**** DATA SHOWN ****
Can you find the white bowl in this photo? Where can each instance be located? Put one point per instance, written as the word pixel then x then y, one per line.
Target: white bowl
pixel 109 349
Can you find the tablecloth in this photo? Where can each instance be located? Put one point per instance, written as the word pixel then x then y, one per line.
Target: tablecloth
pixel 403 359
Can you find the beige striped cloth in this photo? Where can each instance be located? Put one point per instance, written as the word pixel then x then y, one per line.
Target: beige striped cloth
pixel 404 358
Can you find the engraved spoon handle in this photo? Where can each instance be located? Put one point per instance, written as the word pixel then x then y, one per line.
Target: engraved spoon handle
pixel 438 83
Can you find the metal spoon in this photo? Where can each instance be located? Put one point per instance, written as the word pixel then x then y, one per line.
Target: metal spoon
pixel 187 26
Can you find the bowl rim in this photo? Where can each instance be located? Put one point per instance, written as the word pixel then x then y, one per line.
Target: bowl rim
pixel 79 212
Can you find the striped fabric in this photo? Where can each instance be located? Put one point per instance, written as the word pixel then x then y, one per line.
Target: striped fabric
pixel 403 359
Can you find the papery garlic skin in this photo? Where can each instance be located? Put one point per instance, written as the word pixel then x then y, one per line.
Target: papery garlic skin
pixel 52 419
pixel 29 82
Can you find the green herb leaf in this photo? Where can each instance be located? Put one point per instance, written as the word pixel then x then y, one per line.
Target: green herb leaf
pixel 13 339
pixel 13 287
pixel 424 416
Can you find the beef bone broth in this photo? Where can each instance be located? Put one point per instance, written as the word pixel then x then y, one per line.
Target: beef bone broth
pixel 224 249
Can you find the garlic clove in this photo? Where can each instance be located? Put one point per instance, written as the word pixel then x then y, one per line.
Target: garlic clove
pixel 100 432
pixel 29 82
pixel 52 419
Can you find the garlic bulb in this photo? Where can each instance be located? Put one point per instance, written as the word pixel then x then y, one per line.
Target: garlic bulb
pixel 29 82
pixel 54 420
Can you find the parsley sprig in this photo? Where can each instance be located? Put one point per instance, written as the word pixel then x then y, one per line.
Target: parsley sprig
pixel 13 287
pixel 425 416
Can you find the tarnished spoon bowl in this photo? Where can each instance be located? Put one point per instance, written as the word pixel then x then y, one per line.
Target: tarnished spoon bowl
****
**** DATA SHOWN ****
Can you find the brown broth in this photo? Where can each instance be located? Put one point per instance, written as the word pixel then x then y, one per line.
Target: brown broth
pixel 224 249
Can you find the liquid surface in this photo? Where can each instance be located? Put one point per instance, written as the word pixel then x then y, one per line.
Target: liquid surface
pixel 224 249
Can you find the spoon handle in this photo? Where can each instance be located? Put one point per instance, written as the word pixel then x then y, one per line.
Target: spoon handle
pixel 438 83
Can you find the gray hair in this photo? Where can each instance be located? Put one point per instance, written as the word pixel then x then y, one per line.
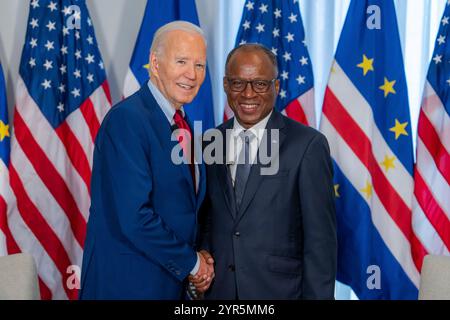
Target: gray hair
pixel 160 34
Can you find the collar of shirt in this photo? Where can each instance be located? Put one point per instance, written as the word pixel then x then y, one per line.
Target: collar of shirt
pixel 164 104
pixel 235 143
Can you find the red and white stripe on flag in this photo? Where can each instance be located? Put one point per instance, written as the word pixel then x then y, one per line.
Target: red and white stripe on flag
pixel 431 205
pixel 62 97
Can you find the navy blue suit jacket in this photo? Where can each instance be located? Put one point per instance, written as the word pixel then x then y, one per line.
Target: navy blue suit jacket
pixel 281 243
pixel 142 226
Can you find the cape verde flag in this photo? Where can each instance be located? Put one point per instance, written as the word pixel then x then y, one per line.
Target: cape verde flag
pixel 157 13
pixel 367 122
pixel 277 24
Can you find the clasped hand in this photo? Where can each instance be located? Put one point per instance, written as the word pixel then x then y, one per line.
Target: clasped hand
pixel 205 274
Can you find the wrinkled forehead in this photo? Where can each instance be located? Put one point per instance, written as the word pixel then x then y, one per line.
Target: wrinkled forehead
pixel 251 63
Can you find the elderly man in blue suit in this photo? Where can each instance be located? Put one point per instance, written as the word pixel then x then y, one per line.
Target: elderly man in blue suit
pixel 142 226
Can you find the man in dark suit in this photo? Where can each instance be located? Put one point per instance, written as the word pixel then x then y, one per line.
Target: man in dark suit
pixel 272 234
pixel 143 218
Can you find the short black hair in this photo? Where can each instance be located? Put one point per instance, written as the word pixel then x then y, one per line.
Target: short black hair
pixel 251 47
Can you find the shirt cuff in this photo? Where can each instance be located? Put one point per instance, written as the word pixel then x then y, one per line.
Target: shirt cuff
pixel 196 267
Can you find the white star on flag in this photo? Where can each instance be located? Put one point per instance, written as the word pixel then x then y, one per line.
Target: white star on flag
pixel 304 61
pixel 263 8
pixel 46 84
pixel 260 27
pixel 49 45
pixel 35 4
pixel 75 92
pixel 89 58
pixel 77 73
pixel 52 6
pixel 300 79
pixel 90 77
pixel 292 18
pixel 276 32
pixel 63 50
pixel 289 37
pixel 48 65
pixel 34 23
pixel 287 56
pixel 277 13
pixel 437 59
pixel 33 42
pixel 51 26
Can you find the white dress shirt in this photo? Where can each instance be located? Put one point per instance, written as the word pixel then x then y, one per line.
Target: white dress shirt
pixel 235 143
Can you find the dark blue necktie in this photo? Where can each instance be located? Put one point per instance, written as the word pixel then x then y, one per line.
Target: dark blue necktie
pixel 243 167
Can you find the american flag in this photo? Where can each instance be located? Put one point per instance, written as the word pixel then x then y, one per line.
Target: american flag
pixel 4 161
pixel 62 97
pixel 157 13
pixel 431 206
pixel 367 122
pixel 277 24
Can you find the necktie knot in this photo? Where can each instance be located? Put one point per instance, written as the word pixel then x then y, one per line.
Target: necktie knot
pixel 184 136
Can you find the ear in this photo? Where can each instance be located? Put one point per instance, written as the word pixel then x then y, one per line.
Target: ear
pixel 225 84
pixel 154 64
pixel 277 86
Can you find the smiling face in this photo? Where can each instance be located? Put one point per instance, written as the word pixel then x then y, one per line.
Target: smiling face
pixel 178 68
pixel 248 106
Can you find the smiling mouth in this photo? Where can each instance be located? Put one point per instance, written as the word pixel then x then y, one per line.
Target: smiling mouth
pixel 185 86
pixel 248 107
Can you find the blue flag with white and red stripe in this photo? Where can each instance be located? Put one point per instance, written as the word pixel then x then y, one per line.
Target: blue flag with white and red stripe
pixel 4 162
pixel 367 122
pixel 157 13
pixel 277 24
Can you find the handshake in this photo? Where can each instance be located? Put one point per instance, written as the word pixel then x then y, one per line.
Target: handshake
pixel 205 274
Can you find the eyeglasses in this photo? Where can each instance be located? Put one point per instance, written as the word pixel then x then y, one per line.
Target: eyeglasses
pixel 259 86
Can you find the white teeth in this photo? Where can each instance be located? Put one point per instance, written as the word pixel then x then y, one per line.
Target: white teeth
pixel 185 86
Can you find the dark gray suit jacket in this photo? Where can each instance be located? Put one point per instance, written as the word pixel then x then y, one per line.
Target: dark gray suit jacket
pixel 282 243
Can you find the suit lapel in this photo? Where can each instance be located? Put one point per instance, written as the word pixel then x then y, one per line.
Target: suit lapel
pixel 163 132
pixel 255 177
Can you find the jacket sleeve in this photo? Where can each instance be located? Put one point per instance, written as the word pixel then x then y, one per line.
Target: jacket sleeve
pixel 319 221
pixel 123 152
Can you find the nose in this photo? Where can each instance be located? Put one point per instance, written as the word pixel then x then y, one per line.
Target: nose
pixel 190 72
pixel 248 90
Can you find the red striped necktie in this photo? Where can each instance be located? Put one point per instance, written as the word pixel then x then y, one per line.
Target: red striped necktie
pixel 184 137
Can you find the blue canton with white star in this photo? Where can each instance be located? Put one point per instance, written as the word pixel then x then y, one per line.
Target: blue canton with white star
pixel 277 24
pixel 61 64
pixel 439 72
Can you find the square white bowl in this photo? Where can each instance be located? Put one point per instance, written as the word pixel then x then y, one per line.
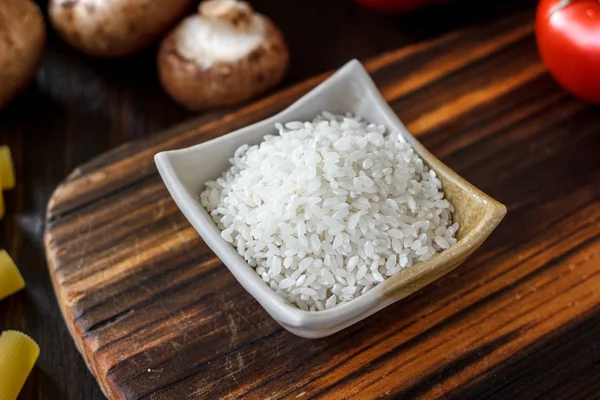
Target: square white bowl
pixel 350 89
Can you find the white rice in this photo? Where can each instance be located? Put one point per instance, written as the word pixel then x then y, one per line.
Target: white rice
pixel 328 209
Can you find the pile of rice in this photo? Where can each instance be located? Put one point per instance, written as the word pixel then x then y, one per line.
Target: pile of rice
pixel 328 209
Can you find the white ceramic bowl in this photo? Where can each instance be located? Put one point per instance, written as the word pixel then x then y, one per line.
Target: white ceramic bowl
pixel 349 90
****
DESCRIPTION OF THE TASK
Return the entries unchanged, starting with the line containing "Can you find the engraved" and going on through the line containing "pixel 79 212".

ANSWER
Can you find the engraved spoon handle in this photo? Where can each instance be located? Put one point per instance, written as the word pixel then x then y, one per line.
Target: engraved spoon handle
pixel 438 83
Can you find the metal spoon in this photo? Where can each instance be located? Put one point per instance, written as the word pixel then x then y, one per line.
Target: metal spoon
pixel 187 26
Can you find the bowl rim in this photo? Where can each instance be located? Put one point per instance, written as the word pixel then x then y, one per line.
Target: bowl rim
pixel 79 212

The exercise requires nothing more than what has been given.